Directions for this task =
The data below should be transcribed in full, with no picture included.

Data to examine =

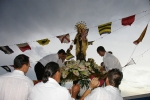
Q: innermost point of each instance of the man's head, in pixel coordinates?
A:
(21, 62)
(101, 50)
(64, 57)
(114, 77)
(51, 70)
(61, 53)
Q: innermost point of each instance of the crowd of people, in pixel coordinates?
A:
(17, 86)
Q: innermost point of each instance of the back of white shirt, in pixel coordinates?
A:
(15, 86)
(50, 58)
(106, 93)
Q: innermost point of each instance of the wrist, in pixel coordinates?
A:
(90, 88)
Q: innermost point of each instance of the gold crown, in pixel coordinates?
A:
(80, 25)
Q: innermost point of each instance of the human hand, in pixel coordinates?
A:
(94, 83)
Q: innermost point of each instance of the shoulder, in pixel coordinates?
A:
(62, 89)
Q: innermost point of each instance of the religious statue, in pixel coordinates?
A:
(81, 40)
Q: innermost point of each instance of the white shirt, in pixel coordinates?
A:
(106, 93)
(15, 86)
(110, 62)
(50, 90)
(50, 58)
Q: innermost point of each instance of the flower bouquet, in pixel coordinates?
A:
(81, 71)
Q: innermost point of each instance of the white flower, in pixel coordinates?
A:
(87, 64)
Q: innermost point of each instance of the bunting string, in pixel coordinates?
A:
(91, 27)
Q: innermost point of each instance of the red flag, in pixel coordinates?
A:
(64, 38)
(141, 36)
(128, 20)
(24, 46)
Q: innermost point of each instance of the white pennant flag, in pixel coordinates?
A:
(131, 62)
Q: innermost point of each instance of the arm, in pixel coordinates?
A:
(108, 63)
(93, 84)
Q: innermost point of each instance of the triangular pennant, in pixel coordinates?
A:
(6, 68)
(128, 20)
(64, 38)
(131, 62)
(24, 46)
(43, 42)
(136, 42)
(105, 28)
(6, 49)
(84, 34)
(90, 42)
(11, 65)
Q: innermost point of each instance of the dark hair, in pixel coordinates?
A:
(115, 76)
(20, 60)
(61, 51)
(50, 69)
(101, 48)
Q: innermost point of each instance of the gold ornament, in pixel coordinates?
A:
(80, 25)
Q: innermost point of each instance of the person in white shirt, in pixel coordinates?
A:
(110, 61)
(110, 92)
(15, 85)
(49, 88)
(39, 67)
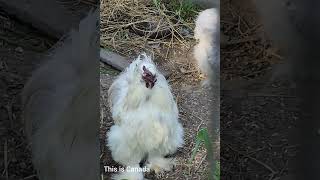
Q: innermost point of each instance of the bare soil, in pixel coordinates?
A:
(258, 116)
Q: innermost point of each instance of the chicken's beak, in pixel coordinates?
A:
(149, 78)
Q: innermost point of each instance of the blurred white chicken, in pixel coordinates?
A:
(146, 119)
(207, 51)
(61, 108)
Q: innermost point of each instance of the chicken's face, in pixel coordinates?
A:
(148, 76)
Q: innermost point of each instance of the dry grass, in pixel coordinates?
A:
(119, 19)
(248, 53)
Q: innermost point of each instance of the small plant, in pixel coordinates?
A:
(203, 137)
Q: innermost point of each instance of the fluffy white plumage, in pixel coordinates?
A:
(146, 119)
(207, 51)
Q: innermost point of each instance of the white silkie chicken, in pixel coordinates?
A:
(146, 119)
(61, 108)
(207, 51)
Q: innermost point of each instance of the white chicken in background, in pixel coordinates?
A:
(207, 51)
(146, 119)
(61, 108)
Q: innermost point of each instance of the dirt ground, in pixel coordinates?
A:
(258, 116)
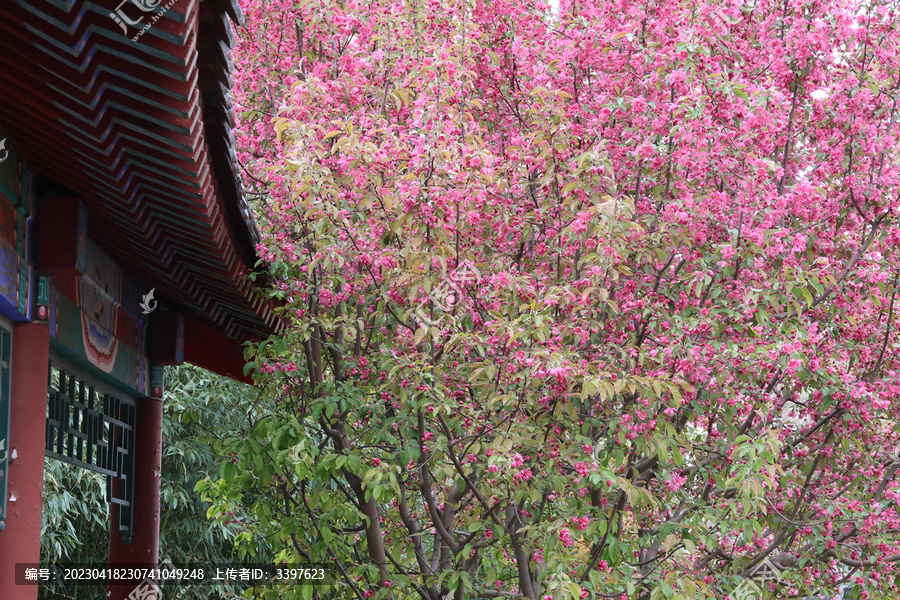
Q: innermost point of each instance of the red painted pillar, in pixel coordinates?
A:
(20, 541)
(143, 548)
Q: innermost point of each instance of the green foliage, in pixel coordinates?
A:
(199, 407)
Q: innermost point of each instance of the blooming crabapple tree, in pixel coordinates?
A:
(594, 300)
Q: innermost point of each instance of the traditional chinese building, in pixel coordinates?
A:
(124, 242)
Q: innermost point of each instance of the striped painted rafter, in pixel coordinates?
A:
(141, 131)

Result of this exercise =
Q: innermost point of each instance of the man's head, in pixel coordinates?
A:
(21, 62)
(101, 50)
(64, 57)
(114, 77)
(51, 70)
(61, 53)
Q: innermost point of each instance of the crowd of people, in pixel coordinates?
A:
(17, 86)
Q: innermost point of each instance of the back of white shirt, in pixel coordinates?
A:
(15, 86)
(50, 58)
(106, 93)
Q: innermost point of each instance of the wrist, in pixel coordinates?
A:
(90, 88)
Q: innermost point of each instance of the gold crown, in pixel coordinates?
A:
(80, 25)
Q: innermost point of each instance of the human hand, in pixel coordinates?
A:
(94, 83)
Q: innermost point of each instance of the shoulder, in pixel coordinates?
A:
(62, 89)
Q: innermost point of each instance of the religious statue, in pixel coordinates?
A:
(81, 40)
Q: innermost point of each instance of the white shirt, in pixel coordinates?
A:
(106, 93)
(15, 86)
(110, 62)
(50, 90)
(50, 58)
Q: innermost point of each instance of the flower bouquet, in pixel coordinates?
A:
(81, 71)
Q: innermost point of each instance of the white flower, in pixel coordinates?
A:
(87, 64)
Q: innermost point of each instance of the bunting string, in pixel coordinates?
A:
(91, 27)
Q: innermost point of each instance of the red flag, in pixel coordinates?
A:
(64, 38)
(141, 36)
(128, 20)
(24, 46)
Q: innermost point of each instance of the white pennant flag, in pixel coordinates?
A:
(131, 62)
Q: innermost point of each instance of the arm, in pixel coordinates?
A:
(108, 63)
(93, 84)
Q: innermost point of each instance of the triangular pennant, in pixel coordinates?
A:
(6, 68)
(128, 20)
(64, 38)
(131, 62)
(24, 46)
(43, 42)
(136, 42)
(105, 28)
(6, 49)
(84, 34)
(90, 42)
(11, 65)
Q: innermost point of each instance of the dark hair, in pixel coordinates?
A:
(115, 76)
(20, 60)
(61, 51)
(50, 69)
(101, 48)
Q: innermost point of each instance of the gold ornament, in pixel coordinates?
A:
(80, 25)
Q: innermost point of each instance of the person in white shirt, in pixel coordinates?
A:
(110, 61)
(110, 92)
(15, 85)
(49, 88)
(39, 67)
Q: innermost point of each instance of the bare soil, in pixel coordinates?
A:
(258, 116)
Q: innermost point of each instance of the chicken's beak, in pixel coordinates?
A:
(149, 78)
Q: innermost point of each instance of the blurred white chicken, in pixel coordinates?
A:
(146, 119)
(207, 51)
(61, 108)
Q: innermost point of each instance of the chicken's face, in pixel coordinates?
A:
(148, 76)
Q: innermost point of each instance of the dry grass, in pixel coordinates?
A:
(119, 19)
(248, 53)
Q: innermost point of each instance of the small plant, in pixel coordinates?
A:
(203, 137)
Q: innermost point of each instance of the fluffy white plumage, in pixel coordinates?
A:
(146, 119)
(207, 51)
Q: innermost point of each instance of the white silkie chicken, in pixel coordinates?
A:
(146, 119)
(61, 108)
(207, 51)
Q: innermost point of each instance of the white chicken in background, in pixel coordinates?
A:
(207, 51)
(146, 119)
(61, 108)
Q: innermost point of each instance of the dirt ground, in pixel coordinates?
A:
(258, 116)
Q: innermost point of each instance of the red painted pillar, in pixel coordinates?
A:
(20, 541)
(143, 548)
Q: innermost point of each instance of the green foliage, in pixel coordinates?
A:
(199, 407)
Q: innermost point of each instance of the blooming crabapple tree, in pixel coordinates?
A:
(594, 300)
Q: innermost point of each instance of the traditional chinese building, in pixel coordinates?
A:
(124, 242)
Q: innermost point of each instance of the striped painted rafter, in pixel coordinates?
A:
(141, 131)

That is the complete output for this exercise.